--- Start of Supplied text ---
Models for Transformations

Affine Transformation Model

Affine transformations provide a good mapping when the depth variation of the plane as seen by the camera is small relative to the mean distance from the camera. This scenario occurs when the viewing angle is not too oblique, the camera is distant, and the field of view is small.

Geometric Properties of the Homography

For a geometric interpretation, see Figures 15.13 and 15.14. The homography maps between:

  • points on a plane in the real world and their positions in an image,

  • points in two different images of the same plane, and

  • two images of a 3D object where the camera has rotated but not translated.

Exercise 15.1

The inverse of \(\mathbf{x}_2 = \boldsymbol{\Omega}_1 \mathbf{x}_1 + \boldsymbol{\tau}_1\) needs to satisfy

\[\begin{split}\mathbf{x}_1 &= \boldsymbol{\Omega}_2 \mathbf{x}_2 + \boldsymbol{\tau}_2\\ &= \boldsymbol{\Omega}_2 \left( \boldsymbol{\Omega}_1 \mathbf{x}_1 + \boldsymbol{\tau}_1 \right) + \boldsymbol{\tau}_2\\ &= \boldsymbol{\Omega}_2 \boldsymbol{\Omega}_1 \mathbf{x}_1 + \boldsymbol{\Omega}_2 \boldsymbol{\tau}_1 + \boldsymbol{\tau}_2.\end{split}\]

Thus \(\boldsymbol{\Omega}_2 = \boldsymbol{\Omega}_1^{-1} = \boldsymbol{\Omega}_1^\top\) and \(\boldsymbol{\tau}_2 = -\boldsymbol{\Omega}_2 \boldsymbol{\tau}_1 = -\boldsymbol{\Omega}_1^\top \boldsymbol{\tau}_1\).

Exercise 15.2

A 2D line is defined as \(\mathbf{l} \cdot \tilde{\mathbf{x}} = \mathbf{l}^\top \tilde{\mathbf{x}} = 0\).
--- End of Supplied text ---
» Complete the following:
1) In the notes on transformation models, when do affine transformations give a good mapping?
2) Carry the notes on transformation models forward from their last line.
The items that come next are separate material with no connection to the notes on transformation models.
--- Start of Excerpted records ---
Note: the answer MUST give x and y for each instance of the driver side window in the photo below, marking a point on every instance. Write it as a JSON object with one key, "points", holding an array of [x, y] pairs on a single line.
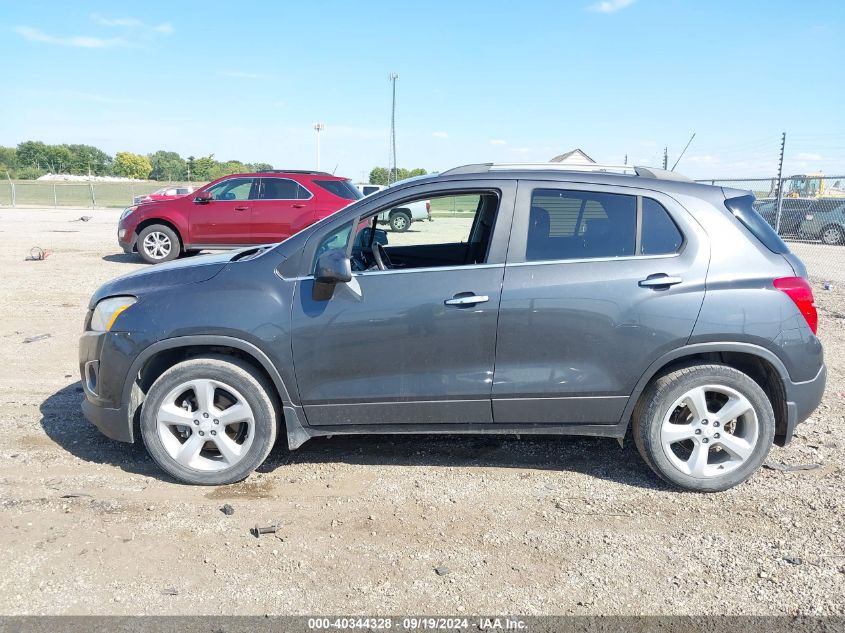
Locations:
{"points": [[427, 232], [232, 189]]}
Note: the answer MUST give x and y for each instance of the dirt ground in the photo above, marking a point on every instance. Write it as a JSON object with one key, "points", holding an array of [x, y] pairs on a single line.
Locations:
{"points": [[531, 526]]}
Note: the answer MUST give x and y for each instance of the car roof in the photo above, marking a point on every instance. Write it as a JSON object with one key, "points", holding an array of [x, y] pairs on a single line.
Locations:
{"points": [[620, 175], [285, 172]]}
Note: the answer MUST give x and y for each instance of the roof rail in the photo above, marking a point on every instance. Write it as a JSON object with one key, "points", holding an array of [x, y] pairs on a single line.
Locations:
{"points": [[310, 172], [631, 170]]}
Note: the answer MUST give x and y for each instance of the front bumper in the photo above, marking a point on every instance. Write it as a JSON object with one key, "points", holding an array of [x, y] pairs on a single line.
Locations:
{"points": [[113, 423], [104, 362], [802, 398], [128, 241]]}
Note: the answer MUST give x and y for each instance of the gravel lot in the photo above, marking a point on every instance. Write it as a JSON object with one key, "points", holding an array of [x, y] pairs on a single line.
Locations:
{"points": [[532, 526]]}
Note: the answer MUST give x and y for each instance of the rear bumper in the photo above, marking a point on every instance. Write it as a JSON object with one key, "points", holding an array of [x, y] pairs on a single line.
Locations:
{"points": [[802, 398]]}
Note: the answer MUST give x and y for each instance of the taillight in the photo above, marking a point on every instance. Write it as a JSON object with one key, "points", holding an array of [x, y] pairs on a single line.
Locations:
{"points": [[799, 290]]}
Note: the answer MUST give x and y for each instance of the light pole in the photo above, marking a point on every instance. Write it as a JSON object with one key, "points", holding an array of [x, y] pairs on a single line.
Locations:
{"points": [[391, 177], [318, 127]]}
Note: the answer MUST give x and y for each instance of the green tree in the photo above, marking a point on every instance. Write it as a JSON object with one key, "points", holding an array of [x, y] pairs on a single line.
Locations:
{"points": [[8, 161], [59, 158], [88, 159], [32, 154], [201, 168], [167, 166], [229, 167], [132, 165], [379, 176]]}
--- End of Excerpted records ---
--- Start of Excerpted records ---
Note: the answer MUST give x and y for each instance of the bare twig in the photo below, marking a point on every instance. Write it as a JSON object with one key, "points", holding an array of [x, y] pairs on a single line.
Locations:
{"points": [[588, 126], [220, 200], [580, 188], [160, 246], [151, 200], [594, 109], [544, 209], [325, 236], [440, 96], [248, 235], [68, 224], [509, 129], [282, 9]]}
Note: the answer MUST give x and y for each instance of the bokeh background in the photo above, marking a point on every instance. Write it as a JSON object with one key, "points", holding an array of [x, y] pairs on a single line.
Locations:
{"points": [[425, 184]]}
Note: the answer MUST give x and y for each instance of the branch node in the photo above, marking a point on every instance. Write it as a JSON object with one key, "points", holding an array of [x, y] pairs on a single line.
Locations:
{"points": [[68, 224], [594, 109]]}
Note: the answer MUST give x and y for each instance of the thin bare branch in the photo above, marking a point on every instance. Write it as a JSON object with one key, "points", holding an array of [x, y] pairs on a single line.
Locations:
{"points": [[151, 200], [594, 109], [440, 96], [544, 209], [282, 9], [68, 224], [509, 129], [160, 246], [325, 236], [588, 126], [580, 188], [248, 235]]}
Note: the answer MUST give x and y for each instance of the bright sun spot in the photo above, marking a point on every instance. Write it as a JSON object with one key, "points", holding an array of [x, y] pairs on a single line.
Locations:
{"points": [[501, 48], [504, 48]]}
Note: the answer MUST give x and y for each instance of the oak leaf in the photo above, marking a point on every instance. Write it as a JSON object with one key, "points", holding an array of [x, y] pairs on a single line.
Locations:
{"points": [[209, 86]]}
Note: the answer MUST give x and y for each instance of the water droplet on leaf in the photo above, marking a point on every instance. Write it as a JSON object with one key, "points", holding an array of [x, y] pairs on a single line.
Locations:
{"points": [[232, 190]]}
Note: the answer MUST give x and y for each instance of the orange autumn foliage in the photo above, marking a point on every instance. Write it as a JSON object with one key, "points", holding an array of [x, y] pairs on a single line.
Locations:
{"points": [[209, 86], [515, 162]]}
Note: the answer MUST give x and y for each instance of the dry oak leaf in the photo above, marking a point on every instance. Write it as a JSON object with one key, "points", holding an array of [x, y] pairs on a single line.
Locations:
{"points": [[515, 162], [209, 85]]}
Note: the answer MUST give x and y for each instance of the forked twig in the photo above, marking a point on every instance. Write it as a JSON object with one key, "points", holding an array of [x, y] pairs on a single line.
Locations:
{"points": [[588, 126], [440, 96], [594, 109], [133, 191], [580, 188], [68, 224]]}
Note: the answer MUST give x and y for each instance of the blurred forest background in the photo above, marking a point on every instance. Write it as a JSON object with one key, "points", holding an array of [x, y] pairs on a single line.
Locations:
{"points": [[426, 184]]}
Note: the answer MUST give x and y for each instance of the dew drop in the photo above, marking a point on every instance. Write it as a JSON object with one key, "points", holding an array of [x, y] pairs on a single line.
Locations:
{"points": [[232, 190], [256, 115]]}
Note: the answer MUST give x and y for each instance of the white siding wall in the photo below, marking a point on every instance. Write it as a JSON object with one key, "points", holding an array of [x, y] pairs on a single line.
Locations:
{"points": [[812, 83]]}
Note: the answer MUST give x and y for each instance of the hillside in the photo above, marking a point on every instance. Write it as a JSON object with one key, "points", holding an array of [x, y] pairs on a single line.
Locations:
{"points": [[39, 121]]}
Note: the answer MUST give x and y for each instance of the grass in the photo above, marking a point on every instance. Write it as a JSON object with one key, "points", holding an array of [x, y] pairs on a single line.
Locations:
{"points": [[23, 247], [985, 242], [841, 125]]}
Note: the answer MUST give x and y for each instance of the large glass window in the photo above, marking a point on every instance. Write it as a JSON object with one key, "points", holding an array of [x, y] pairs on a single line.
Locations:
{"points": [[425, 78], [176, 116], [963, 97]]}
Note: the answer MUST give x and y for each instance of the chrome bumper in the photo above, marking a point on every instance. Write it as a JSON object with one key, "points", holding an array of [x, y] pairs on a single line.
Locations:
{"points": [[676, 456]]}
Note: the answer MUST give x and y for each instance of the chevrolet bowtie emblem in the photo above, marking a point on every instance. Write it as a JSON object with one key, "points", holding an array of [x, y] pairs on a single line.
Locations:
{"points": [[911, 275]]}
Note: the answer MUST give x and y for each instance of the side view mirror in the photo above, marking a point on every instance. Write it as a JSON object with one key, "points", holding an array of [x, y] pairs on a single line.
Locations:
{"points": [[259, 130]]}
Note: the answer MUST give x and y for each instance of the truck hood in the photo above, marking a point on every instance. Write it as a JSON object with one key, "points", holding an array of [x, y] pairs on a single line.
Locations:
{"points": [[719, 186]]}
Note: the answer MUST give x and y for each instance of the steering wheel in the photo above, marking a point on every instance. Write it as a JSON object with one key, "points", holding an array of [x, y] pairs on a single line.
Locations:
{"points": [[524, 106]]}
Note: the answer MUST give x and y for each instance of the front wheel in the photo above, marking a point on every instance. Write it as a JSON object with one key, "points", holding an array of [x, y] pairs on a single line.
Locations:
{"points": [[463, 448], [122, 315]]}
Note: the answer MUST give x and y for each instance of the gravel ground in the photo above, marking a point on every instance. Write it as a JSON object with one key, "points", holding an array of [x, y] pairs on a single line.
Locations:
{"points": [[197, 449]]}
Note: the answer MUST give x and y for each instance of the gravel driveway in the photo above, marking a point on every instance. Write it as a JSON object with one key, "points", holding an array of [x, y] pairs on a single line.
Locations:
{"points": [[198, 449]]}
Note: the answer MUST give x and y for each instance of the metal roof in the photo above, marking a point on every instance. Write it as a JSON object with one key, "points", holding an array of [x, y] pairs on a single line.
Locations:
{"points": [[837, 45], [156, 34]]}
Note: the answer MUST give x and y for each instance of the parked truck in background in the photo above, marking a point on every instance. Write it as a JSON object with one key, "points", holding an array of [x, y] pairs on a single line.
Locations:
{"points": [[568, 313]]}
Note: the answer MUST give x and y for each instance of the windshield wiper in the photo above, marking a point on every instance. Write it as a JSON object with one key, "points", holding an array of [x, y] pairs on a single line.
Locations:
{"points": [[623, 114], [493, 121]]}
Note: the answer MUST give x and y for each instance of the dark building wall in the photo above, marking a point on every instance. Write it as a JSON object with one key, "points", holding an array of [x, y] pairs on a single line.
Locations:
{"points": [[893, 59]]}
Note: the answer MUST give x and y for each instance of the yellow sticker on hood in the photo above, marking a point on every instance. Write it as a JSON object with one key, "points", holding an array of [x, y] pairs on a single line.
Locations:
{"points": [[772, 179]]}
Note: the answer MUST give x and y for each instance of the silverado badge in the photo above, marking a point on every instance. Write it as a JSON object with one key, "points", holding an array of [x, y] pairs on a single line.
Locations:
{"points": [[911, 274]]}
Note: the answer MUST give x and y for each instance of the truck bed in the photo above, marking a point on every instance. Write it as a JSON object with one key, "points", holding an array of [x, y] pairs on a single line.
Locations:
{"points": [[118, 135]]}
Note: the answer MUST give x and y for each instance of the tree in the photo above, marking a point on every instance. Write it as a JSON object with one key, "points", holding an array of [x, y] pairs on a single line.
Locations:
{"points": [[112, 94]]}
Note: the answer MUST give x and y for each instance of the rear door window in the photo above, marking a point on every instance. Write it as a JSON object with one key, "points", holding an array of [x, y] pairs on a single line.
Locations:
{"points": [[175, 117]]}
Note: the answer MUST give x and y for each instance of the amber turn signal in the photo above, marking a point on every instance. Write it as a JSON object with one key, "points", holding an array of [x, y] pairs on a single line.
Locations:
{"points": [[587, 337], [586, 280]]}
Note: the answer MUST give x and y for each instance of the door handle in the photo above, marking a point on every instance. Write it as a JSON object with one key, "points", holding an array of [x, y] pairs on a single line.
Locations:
--- End of Excerpted records ---
» Answers to the exercises:
1) When the depth variation of the plane as seen by the camera is small relative to the mean distance from the camera.

2)
If the points are transformed such that \(\tilde{\mathbf{x}}' = \mathbf{T} \tilde{\mathbf{x}}\), then the line becomes \(\mathbf{l}' = \mathbf{T}^{-\top} \mathbf{l}\) such that

\[\begin{split}\mathbf{l}' \cdot \tilde{\mathbf{x}}' &= \mathbf{l}'^\top \tilde{\mathbf{x}}'\\ &= \mathbf{l}^\top \mathbf{T}^{-1} \mathbf{T} \tilde{\mathbf{x}}\\ &= \mathbf{l}^\top \tilde{\mathbf{x}}\\ &= 0.\end{split}\]

Exercise 15.3

The DLT algorithm in section \(15.2.4\) can be reused for lines \(\mathbf{l}\) and \(\mathbf{l}'\) such that

\[\tilde{\mathbf{l}}_2 \sim H \tilde{\mathbf{l}}_1 \rightarrow \min_{\mathbf{H}} \tilde{\mathbf{l}}_2 - H \tilde{\mathbf{l}}_1.\]

Exercise 15.4

A conic is defined as \(\tilde{\mathbf{x}}^\top \mathbf{C} \tilde{\mathbf{x}} = 0\).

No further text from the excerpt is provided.